ПРЕДЛОЖЕННЫЙ ОТРЫВОК
При этом, разумеется, далеко не все режиссёры эксплуатируют русскую культуру саму по себе. Стивен Спилберг затрагивает тему холодной войны в драме «Шпионский мост», в которой сюжет крутится вокруг рискованного обмена советского агента Рудольфа Абеля на пленённого американского пилота. Это кажется невозможным, всех ужасно жалко, но Спилберг наводит оптику на ключевую мысль: в самый напряжённый момент противостояния у СССР и США хватило ума и человечности, чтобы удержать холодную войну в шаге от горячей фазы.
Ничего личного — просто классика
«Все люди живут под смертным приговором. Все они рано или поздно уходят. Но я другой. Я должен уйти завтра в 6 утра. Мог бы в 5, но у меня хороший адвокат», — с абсурдной гордостью и смирением делится Борис Грушевский, герой «Любви и смерти» Вуди Аллена. Наполовину комедия, наполовину трагедия, она сплавляет «Войну и мир» Льва Толстого и «Братьев Карамазовых» Фёдора Достоевского в одного монолитного Толстоевского, который либо взбесит, либо подарит радость узнавания.
Русская классика, без иронии, стоит особняком. Драмы Анны Карениной, доктора Живаго и дяди Вани со своим самоваром давно вышли за пределы «наших», национализировать их обратно уже не получится. Дело здесь не в любви к русскому коду: хруст французской булки звучит одинаково знакомо и приятно в эпоху Джейн Остин и Антона Чехова. Мистер Дарси, выходя из воды в мокрой рубашке, так же прекрасен, как Андрей Болконский, подслушивающий ночью, что напевает Наташа Ростова. Эта толстовская девица не менее хороша в качестве остиновской барышни в исполнении Одри Хепберн, чем Людмила Савельева в советской экранизации «Войны и мира», — но и восторженная Лили Джеймс в сериале 2016 года производит грандиозное впечатление, потому что её Наташа вот-вот погубит себя ради Анатоля.

ЗАДАНИЕ 1
Ответьте по отрывку о русской теме в зарубежном кино на три вопроса.
(a) На кого в драме «Шпионский мост» обменивают пленённого американского пилота?
(b) В какое время должен уйти Борис Грушевский?
(c) В каком году вышел сериал, где Наташу играет Лили Джеймс?
ЗАДАНИЕ 2
Перечислите всех писателей, которых отрывок о русской теме в зарубежном кино называет по имени и фамилии.
ЗАДАНИЕ 3
Продолжите отрывок о русской теме в зарубежном кино, начав сразу после его последнего предложения.
Приведённый далее перечень взят из другого источника.

Исходные данные
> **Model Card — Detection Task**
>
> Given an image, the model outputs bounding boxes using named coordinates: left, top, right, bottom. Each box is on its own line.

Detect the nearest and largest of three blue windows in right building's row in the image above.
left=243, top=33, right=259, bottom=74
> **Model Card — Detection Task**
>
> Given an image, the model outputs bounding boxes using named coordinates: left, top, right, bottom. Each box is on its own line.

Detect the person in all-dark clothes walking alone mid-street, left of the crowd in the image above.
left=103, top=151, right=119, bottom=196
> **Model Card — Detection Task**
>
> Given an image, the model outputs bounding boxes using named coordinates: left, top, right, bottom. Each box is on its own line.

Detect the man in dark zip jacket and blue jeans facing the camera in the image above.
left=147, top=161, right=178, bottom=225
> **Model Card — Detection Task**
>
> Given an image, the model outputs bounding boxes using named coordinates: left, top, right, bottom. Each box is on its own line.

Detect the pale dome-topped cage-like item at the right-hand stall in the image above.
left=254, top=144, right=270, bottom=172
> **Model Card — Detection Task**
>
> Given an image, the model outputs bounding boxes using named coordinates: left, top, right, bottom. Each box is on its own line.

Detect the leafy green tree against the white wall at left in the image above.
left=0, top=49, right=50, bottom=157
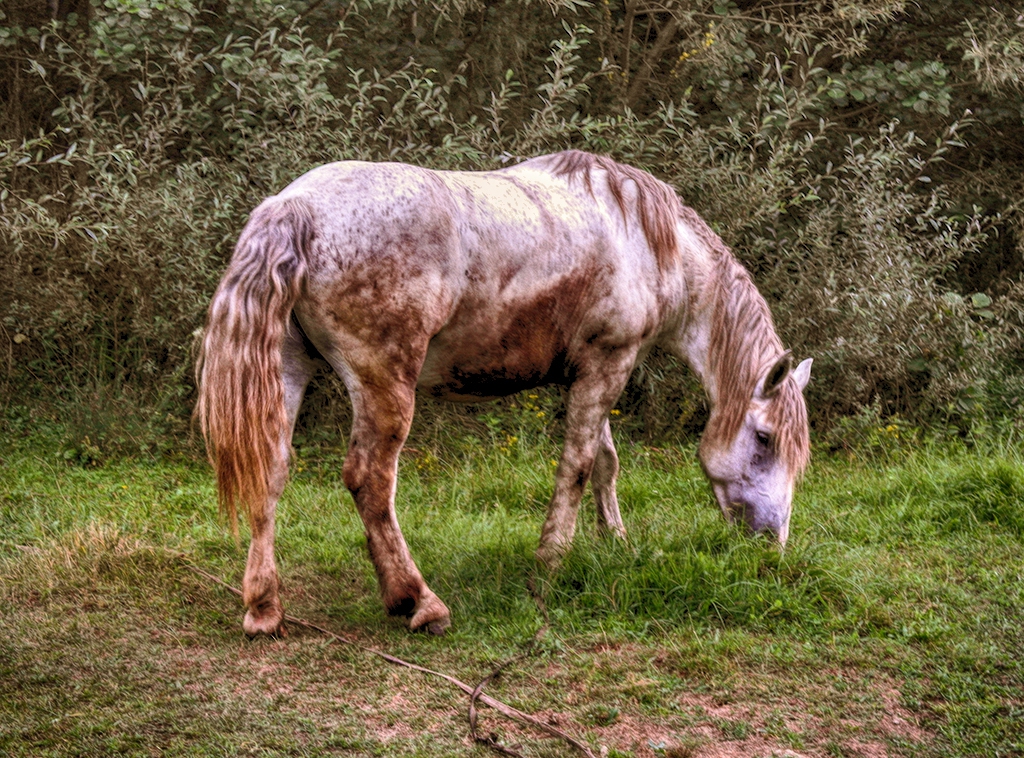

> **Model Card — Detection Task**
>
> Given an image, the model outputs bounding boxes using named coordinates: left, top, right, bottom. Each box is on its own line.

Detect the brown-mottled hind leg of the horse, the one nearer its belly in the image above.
left=343, top=384, right=450, bottom=634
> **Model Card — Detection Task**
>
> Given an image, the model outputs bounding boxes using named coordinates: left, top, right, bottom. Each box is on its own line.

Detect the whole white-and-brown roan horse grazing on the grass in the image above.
left=197, top=151, right=811, bottom=636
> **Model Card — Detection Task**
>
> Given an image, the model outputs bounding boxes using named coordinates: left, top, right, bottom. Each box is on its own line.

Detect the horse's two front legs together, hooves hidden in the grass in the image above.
left=537, top=351, right=635, bottom=567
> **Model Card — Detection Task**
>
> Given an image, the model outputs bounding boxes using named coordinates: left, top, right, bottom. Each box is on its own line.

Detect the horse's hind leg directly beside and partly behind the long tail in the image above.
left=242, top=323, right=317, bottom=637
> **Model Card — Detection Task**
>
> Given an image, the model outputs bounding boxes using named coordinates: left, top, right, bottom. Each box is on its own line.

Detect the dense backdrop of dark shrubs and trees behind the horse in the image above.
left=0, top=0, right=1024, bottom=460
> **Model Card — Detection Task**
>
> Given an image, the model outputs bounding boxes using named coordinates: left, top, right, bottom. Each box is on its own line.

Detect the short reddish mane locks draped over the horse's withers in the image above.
left=553, top=150, right=683, bottom=270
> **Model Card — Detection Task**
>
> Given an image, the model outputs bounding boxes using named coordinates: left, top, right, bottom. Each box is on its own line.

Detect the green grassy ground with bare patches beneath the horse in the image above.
left=0, top=419, right=1024, bottom=758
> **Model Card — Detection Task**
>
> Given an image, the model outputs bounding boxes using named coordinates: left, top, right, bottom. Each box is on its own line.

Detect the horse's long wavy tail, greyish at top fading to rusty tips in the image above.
left=196, top=199, right=313, bottom=534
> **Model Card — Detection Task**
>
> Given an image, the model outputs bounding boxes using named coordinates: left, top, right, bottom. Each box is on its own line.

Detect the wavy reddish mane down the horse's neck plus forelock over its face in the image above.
left=683, top=208, right=810, bottom=475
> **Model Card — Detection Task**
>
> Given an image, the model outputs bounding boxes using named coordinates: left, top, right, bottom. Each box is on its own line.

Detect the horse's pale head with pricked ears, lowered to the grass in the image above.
left=700, top=351, right=811, bottom=545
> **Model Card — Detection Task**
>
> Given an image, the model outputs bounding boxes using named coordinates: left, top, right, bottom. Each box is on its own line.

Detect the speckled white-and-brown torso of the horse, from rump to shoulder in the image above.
left=278, top=159, right=658, bottom=399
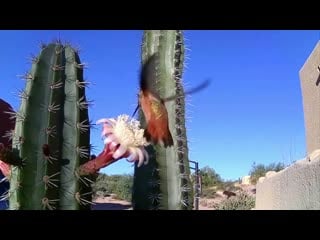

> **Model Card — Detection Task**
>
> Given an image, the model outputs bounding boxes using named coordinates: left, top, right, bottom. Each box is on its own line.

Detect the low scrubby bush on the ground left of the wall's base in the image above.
left=215, top=192, right=255, bottom=210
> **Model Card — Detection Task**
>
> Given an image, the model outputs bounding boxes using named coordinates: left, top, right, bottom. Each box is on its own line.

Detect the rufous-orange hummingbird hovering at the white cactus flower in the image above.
left=132, top=54, right=209, bottom=147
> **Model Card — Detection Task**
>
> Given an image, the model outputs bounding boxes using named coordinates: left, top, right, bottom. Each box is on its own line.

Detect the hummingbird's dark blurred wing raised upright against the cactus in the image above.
left=140, top=53, right=161, bottom=101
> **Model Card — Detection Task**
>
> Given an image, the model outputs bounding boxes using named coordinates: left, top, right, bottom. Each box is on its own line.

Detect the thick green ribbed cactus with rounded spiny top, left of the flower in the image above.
left=9, top=41, right=91, bottom=210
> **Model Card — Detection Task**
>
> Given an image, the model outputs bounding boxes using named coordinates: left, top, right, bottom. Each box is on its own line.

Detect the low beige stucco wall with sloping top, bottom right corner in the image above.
left=255, top=150, right=320, bottom=210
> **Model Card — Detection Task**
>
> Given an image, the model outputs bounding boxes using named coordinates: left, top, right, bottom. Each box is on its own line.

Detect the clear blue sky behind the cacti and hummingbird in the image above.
left=0, top=30, right=320, bottom=179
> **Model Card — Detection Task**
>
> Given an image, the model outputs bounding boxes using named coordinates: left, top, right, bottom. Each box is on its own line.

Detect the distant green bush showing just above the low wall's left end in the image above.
left=249, top=162, right=286, bottom=184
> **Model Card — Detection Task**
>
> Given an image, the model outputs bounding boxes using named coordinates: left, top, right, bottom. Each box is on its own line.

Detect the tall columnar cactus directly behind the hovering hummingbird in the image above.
left=132, top=30, right=193, bottom=210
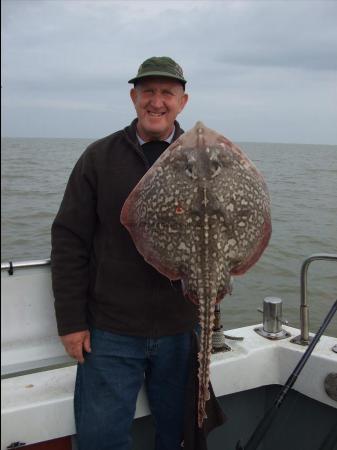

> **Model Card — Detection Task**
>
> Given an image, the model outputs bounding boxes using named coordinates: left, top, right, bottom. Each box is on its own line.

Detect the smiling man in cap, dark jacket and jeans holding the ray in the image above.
left=51, top=57, right=197, bottom=450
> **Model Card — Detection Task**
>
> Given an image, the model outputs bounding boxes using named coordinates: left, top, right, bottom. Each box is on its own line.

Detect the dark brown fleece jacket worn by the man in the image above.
left=51, top=119, right=197, bottom=337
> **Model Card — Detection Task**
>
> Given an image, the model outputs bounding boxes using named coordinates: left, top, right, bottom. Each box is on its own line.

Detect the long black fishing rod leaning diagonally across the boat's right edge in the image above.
left=235, top=300, right=337, bottom=450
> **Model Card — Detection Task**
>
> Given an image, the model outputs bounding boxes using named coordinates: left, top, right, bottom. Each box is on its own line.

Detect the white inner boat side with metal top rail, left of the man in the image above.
left=1, top=259, right=76, bottom=379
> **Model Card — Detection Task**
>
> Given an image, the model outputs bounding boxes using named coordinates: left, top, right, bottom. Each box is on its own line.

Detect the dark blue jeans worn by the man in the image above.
left=74, top=329, right=191, bottom=450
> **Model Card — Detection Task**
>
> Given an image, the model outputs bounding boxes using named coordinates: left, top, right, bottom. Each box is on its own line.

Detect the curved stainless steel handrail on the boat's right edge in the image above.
left=291, top=253, right=337, bottom=345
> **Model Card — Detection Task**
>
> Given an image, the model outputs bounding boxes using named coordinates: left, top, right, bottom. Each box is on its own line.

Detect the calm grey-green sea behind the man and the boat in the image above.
left=1, top=138, right=337, bottom=336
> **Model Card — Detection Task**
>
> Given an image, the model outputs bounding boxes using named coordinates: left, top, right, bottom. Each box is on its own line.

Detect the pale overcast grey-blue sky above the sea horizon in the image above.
left=1, top=0, right=337, bottom=145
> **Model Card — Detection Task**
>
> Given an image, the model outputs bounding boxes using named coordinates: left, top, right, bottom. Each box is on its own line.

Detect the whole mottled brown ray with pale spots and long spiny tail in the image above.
left=121, top=122, right=271, bottom=427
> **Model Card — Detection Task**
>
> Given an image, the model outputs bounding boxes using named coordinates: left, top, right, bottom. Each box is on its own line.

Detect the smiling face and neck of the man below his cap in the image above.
left=130, top=77, right=188, bottom=141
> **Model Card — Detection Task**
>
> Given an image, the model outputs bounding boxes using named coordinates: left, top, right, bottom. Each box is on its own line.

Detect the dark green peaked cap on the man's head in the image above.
left=128, top=56, right=187, bottom=86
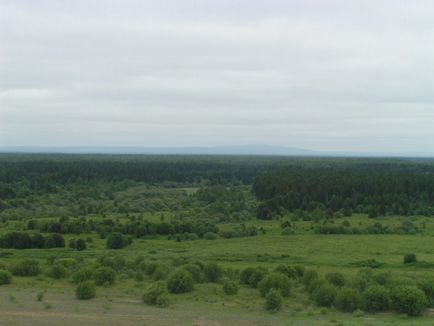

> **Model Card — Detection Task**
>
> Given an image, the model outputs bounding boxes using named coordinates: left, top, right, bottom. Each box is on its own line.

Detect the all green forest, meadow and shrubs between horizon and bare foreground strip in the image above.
left=0, top=155, right=434, bottom=325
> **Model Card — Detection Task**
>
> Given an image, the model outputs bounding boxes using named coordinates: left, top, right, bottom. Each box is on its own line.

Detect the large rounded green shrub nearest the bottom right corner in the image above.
left=392, top=286, right=427, bottom=316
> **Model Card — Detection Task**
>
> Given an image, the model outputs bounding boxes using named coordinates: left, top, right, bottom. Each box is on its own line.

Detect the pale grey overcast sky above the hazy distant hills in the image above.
left=0, top=0, right=434, bottom=153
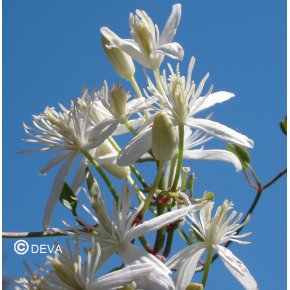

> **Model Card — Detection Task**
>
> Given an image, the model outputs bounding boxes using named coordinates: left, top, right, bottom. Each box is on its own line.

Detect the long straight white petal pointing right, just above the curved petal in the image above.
left=185, top=118, right=254, bottom=148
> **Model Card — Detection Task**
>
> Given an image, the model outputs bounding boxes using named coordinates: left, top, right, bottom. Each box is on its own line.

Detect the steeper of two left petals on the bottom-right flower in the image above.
left=174, top=249, right=206, bottom=290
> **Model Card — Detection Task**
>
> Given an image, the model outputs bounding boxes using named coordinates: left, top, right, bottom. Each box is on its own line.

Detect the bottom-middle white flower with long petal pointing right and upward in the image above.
left=55, top=181, right=207, bottom=290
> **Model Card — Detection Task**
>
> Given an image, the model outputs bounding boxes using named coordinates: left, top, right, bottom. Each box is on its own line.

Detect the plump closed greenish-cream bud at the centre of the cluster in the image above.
left=152, top=112, right=178, bottom=161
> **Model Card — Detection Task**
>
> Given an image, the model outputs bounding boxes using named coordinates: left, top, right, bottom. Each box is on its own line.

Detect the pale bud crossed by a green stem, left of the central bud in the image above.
left=95, top=140, right=130, bottom=179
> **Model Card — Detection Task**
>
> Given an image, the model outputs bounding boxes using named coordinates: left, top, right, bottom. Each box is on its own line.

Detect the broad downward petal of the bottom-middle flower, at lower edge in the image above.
left=118, top=243, right=174, bottom=290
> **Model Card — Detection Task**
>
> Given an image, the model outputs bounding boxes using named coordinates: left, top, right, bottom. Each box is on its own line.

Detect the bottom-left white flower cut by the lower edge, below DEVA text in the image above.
left=15, top=236, right=154, bottom=290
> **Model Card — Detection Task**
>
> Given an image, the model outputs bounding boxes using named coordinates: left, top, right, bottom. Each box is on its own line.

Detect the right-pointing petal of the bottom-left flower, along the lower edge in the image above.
left=94, top=263, right=154, bottom=290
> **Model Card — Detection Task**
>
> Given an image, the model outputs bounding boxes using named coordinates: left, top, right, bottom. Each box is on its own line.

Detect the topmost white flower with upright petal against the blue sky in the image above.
left=101, top=4, right=184, bottom=69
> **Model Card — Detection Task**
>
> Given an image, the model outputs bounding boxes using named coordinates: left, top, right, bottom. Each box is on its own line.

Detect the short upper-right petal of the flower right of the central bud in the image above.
left=191, top=91, right=235, bottom=114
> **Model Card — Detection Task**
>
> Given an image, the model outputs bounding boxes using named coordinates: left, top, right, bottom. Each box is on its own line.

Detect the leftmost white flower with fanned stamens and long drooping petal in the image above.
left=19, top=89, right=119, bottom=230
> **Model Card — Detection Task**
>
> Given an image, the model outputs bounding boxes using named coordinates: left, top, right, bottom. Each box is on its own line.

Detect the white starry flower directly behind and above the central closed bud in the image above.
left=117, top=57, right=254, bottom=166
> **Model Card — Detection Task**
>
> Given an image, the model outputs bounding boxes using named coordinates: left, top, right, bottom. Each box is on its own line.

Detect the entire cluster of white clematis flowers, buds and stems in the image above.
left=15, top=4, right=258, bottom=290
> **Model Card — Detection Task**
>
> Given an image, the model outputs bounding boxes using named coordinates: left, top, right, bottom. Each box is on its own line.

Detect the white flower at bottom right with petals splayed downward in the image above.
left=166, top=200, right=258, bottom=290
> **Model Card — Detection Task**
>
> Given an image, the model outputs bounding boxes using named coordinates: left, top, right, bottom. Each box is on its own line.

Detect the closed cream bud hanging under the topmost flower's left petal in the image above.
left=102, top=35, right=135, bottom=80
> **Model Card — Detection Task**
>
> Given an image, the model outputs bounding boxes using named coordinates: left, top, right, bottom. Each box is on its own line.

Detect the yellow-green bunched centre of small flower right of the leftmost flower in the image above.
left=109, top=85, right=129, bottom=118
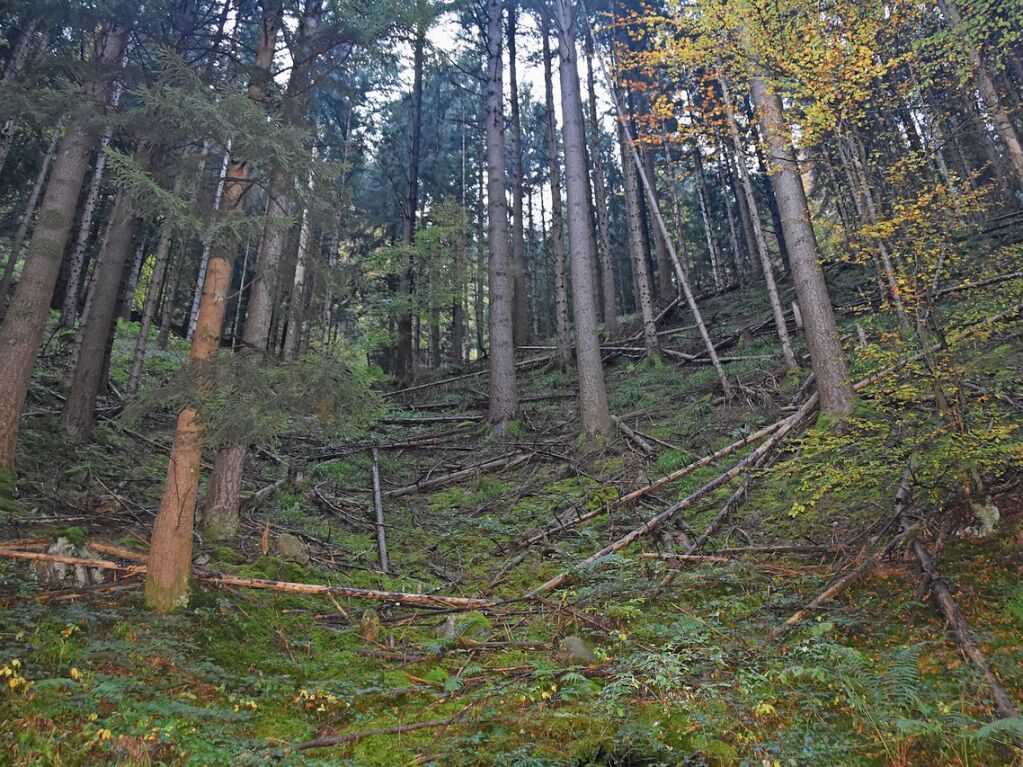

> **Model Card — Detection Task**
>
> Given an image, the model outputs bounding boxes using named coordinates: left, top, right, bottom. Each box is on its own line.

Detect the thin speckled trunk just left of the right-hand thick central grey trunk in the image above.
left=540, top=18, right=572, bottom=372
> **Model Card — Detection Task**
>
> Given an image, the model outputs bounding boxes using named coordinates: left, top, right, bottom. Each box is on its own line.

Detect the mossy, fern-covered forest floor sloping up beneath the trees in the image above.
left=0, top=263, right=1023, bottom=766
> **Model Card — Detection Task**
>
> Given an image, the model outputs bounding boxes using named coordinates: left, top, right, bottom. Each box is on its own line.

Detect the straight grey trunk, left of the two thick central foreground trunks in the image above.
left=486, top=0, right=519, bottom=433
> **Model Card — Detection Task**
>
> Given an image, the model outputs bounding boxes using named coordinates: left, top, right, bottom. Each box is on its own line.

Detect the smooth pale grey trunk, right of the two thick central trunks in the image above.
left=554, top=0, right=612, bottom=437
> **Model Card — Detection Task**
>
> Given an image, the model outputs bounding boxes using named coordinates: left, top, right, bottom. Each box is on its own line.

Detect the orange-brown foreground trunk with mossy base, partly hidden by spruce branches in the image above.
left=145, top=0, right=282, bottom=613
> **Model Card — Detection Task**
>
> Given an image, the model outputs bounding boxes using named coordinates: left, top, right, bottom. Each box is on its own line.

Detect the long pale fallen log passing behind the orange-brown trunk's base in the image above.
left=0, top=548, right=497, bottom=610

ПИСЬМЕННЫЙ ОТВЕТ 1
(a) На советского агента Рудольфа Абеля.
(b) Завтра в 6 утра.
(c) В 2016 году.

ПИСЬМЕННЫЙ ОТВЕТ 2
Лев Толстой, Фёдор Достоевский, Джейн Остин, Антон Чехов.

ПИСЬМЕННЫЙ ОТВЕТ 3
Костюмная драма не только имеет репутацию возвышенной, но и легализует то чувство снобизма и эстетики, которое позволяет собрать в кадре лучших актёров и всем вместе с придыханием оглянуться в прошлое, чтобы проверить, осталось ли там что-нибудь актуальное.
В фильме «Сядь за руль моей машины» Хирокадзу Корээда ставит «Дядю Ваню» — актёры постановки говорят на японском, корейском, кантонском, английском и языке жестов, но это объединяет их куда лучше самовара на общем столе. Мастер костюмной драмы Джо Райт также переносит трагедию Анны Карениной на территорию театра. Нравится нам это или нет, но её история вышла за пределы России не стараниями Левина, размышляющего о счастье простого мужика, но страданиями женщины, изолированной от социума. Райт превосходно понимает все эти условности и выносит их на первый план: да, русским духом здесь не пахнет, но как очаровательно они в меховых шапках по закатанной в лёд сцене катаются — ну прямо «Серебряные коньки».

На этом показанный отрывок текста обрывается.